Without any images, output the records below verbatim.

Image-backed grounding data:
★ ★ ★ ★ ★ ★ ★

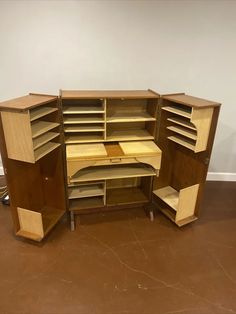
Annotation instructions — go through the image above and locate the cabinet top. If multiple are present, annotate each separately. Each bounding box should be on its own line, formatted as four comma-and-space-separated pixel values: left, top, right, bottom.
163, 94, 221, 108
0, 94, 58, 111
60, 90, 160, 99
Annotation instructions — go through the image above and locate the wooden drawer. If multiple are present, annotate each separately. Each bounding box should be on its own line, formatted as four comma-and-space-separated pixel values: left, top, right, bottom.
94, 157, 137, 166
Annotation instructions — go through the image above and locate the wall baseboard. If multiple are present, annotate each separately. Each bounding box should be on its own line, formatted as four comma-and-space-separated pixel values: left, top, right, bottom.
207, 172, 236, 181
0, 166, 235, 181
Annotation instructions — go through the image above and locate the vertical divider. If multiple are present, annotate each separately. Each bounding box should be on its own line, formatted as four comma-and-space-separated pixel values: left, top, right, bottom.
103, 98, 107, 140
103, 180, 107, 205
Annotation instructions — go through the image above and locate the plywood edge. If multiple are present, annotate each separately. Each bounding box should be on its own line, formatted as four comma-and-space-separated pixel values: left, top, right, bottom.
17, 207, 44, 239
1, 111, 35, 162
191, 107, 214, 152
176, 184, 199, 221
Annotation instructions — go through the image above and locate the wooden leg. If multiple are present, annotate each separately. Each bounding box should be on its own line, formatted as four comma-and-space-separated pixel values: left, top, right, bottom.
70, 211, 75, 231
145, 203, 155, 222
149, 210, 154, 222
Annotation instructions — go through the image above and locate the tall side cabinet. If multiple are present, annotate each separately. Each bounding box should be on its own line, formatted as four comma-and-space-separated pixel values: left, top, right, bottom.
0, 94, 66, 241
0, 90, 220, 242
153, 93, 220, 226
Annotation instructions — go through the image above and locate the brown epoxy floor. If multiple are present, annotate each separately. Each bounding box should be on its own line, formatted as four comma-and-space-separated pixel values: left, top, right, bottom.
0, 181, 236, 314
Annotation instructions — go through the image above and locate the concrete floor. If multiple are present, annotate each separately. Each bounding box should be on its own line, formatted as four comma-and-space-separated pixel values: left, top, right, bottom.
0, 181, 236, 314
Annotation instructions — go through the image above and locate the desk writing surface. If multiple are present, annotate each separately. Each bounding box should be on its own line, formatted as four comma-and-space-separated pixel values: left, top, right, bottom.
66, 143, 107, 159
119, 141, 161, 155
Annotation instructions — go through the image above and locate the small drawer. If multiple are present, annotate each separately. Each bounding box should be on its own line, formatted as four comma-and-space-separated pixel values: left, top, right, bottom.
94, 157, 137, 166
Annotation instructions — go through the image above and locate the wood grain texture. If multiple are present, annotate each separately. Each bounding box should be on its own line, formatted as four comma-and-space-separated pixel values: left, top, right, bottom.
17, 207, 44, 239
0, 94, 57, 111
1, 110, 34, 162
162, 94, 220, 108
61, 90, 160, 99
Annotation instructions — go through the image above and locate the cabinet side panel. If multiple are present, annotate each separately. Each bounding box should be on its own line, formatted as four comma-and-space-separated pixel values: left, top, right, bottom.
1, 111, 34, 162
39, 147, 66, 211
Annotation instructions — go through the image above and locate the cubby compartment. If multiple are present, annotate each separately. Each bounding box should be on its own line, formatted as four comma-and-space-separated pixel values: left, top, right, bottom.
62, 98, 106, 144
65, 132, 105, 144
16, 206, 65, 241
68, 181, 105, 199
153, 184, 199, 226
64, 124, 105, 133
68, 181, 106, 211
62, 98, 105, 114
106, 177, 152, 206
106, 98, 157, 123
106, 121, 155, 141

★ ★ ★ ★ ★ ★ ★

EXERCISE OUTPUT:
Annotation instructions — go through the image above and locate the cabinet top. If multiple are present, annotate each separately. Each bounding box should be on its own line, formatted as four comma-and-space-separated pixel values: left, top, right, bottom.
163, 94, 221, 108
0, 94, 58, 111
60, 90, 160, 99
Annotation instructions — go through the image above and locate the wooden drawer. If multiple are present, annotate each separately. Each bounding box should be on its own line, formatted as four comma-and-space-separated pixel values: left, top, right, bottom.
94, 157, 137, 166
Annotation instructions — go through the image above and locate the wall baseboard. If multiple are present, annotate each separately. Each bounding box should be on its own line, formatted as four comma-and-space-separated pixel values: left, top, right, bottom.
207, 172, 236, 181
0, 166, 235, 181
Annotation instructions — go through the image above and locate the vertical divider. If multiple are present, annotate each separately. Each bounding box should be on its own line, formatted as four comma-and-space-separated pixel values: left, top, right, bottom.
103, 98, 107, 140
103, 180, 107, 205
Annotation instructions — go through the image above and locate the plywood edge. If multiple are present, annotate each separately. Each bounding box should be on its own line, formatted as four comma-and-space-separated pixel values: left, top, right, bottom.
17, 207, 44, 239
1, 111, 35, 162
191, 107, 214, 152
176, 184, 199, 221
Annotation instructions — go through the image above and locate the wooden leg. If multiple are present, annotate each separately. Each bounding box should be on its own line, formatted as four comma-and-space-separated pixel values: left, top, right, bottom.
70, 211, 75, 231
145, 203, 155, 222
149, 210, 154, 222
Annotation instructions — go through the image above and locate the tall side cabinet. If multiple are present, annotate each separately. Each bounding box should be on its own line, formatted as four comma-and-space-separated pixel values: left, top, right, bottom.
0, 94, 66, 241
0, 90, 220, 242
153, 93, 220, 226
Annotation instructions — go through the image above and locate the brown epoxy floor. If multiple are present, annotate each separately. Each bounding box should be on its own line, formatted as four comma-and-space-separated pixel values: left, top, right, bottom.
0, 181, 236, 314
Annotation instructions — go through the image above and locate the concrete floor. If multiple are present, annotate each separately. Each bounding box should be on its own line, formatted as four comma-and-space-separated pixel values: left, top, right, bottom.
0, 181, 236, 314
Annotation instructions — go through the image above and locate the desk writing surface. If multiple are present, annotate each separately. Each bounding box should be on its own line, formatted as four comma-and-space-separated pixel values: left, top, right, bottom.
66, 143, 107, 159
119, 141, 161, 155
Annotation instructions — go through the image above and locate the small drawer. If multiple are present, annotate each separately. Each bounding box should be on its own line, formatted as four comma-and-space-separated pixel values: left, top, right, bottom.
94, 157, 137, 166
Annotation instructions — go through the image above and locate the wood grain texture. If multiple are present, annotate each separately. Each bounding box should be on its own line, formatted as four comma-and-space-separated pixel values: left, top, right, bottom.
17, 207, 44, 239
0, 94, 57, 111
1, 110, 34, 162
162, 94, 220, 108
61, 90, 160, 99
Annotation instructions — go through the image above and locate the cabinet side panel. If multiple are present, annotate each separately. Each bounding box should be on its own line, formatted as four comma-and-space-separated pixel values: left, top, right, bottom.
1, 111, 34, 162
39, 147, 66, 211
Annotation instructions — go through the image above and locate the cubby compartment. If multiple are present, annotate each separately. Each bounding box should be on its own line, formatted as four comma-and-space-separated pixel values: left, top, right, bottom.
62, 98, 106, 144
65, 132, 105, 144
16, 206, 65, 241
68, 181, 105, 199
153, 184, 199, 226
64, 124, 105, 133
68, 181, 106, 211
62, 98, 105, 114
106, 177, 152, 206
106, 98, 157, 123
106, 121, 155, 141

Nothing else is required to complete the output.